BEGIN
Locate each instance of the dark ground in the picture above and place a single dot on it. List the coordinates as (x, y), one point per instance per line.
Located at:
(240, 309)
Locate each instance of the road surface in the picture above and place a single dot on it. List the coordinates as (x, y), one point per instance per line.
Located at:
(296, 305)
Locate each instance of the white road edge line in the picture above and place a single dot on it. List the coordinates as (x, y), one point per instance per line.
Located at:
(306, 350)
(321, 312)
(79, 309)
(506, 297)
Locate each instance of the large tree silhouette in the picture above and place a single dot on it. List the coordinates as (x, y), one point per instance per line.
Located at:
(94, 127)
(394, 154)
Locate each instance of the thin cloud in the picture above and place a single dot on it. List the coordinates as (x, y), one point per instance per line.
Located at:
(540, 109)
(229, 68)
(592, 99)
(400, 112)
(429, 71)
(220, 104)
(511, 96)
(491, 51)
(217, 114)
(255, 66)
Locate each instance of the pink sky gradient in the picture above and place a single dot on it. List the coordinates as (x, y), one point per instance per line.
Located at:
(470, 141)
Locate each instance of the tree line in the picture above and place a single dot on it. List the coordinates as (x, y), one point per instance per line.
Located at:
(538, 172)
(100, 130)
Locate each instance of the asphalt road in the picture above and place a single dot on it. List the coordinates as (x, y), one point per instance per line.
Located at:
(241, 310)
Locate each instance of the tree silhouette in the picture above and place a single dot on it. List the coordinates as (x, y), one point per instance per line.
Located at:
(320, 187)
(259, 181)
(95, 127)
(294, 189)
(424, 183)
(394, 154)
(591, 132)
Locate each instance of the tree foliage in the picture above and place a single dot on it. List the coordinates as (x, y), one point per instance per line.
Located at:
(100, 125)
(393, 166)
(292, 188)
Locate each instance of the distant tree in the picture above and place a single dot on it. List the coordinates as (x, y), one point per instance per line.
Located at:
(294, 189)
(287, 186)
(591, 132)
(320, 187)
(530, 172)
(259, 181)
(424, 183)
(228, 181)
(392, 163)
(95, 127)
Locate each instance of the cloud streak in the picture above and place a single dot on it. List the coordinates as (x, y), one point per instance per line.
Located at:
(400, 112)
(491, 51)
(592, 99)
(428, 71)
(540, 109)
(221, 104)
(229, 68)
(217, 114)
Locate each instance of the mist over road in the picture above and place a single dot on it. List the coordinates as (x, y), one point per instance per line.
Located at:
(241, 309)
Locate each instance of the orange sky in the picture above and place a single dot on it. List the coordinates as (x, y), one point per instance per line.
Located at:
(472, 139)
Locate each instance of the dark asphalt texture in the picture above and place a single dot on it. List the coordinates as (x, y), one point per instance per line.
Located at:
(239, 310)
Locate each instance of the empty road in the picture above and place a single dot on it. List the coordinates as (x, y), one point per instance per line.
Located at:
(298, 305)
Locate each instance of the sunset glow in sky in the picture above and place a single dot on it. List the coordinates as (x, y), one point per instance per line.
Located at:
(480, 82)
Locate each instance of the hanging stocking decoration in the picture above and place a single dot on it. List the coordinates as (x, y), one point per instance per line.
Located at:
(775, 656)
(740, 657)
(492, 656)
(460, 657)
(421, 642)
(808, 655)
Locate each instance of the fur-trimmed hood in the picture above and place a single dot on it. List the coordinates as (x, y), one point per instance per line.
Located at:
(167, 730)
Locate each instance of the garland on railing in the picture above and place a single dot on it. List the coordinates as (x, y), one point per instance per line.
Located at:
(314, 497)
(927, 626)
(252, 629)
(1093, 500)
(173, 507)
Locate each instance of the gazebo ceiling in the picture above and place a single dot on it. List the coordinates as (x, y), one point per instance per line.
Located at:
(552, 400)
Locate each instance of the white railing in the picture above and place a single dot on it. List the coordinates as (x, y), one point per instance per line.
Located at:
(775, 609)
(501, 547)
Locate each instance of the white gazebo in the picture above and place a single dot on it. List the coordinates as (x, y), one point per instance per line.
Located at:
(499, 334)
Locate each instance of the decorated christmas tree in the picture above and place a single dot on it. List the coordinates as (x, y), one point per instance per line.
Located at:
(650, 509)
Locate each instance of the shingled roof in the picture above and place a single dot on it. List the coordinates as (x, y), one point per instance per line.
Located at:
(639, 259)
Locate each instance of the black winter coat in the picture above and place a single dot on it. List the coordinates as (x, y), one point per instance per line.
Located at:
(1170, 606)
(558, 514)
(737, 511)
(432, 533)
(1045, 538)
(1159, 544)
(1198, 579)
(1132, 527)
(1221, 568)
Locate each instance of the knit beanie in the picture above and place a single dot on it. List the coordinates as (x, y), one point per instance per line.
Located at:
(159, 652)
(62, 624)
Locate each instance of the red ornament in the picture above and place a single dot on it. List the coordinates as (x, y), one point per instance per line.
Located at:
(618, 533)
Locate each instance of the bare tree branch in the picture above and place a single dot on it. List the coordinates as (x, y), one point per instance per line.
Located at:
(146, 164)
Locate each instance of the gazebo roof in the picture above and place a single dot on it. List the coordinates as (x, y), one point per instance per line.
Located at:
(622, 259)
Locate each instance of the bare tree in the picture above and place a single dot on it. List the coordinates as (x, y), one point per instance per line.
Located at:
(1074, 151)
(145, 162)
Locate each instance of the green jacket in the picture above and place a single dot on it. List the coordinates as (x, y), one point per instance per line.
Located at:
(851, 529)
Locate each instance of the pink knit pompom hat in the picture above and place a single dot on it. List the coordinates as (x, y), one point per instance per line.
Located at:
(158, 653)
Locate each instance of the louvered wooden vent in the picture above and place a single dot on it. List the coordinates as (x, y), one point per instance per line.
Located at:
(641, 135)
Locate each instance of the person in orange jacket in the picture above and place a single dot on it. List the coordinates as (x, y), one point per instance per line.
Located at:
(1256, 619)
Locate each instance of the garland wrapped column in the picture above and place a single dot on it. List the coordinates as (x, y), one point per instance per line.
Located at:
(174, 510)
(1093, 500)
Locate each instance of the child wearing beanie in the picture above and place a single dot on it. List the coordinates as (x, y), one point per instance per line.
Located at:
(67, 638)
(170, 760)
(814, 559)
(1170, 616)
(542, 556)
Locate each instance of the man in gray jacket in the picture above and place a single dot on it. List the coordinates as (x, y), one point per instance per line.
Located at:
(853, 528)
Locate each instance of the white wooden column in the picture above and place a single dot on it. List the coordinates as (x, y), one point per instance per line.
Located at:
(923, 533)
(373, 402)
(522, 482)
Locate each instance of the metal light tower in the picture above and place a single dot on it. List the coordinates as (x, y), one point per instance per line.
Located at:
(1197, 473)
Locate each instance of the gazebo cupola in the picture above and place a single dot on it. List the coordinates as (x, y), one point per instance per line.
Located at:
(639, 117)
END
Work task: All lines from the beginning of the entries through the line marked "Locate each instance of the white road" are to be output exactly; nothing else belongs in the answer.

Result for this exercise:
Locate each instance of the dark ground in the picture above and place a single dot on it. List the coordinates as (x, y), one point per instance per line.
Located at:
(240, 309)
Locate each instance of the road surface in the picture above and place a single dot on it. List the coordinates as (x, y), one point per instance per line.
Located at:
(296, 305)
Locate each instance of the white road edge line in the picture above and place a single dot on it. List the coordinates as (x, y), one point per instance per line.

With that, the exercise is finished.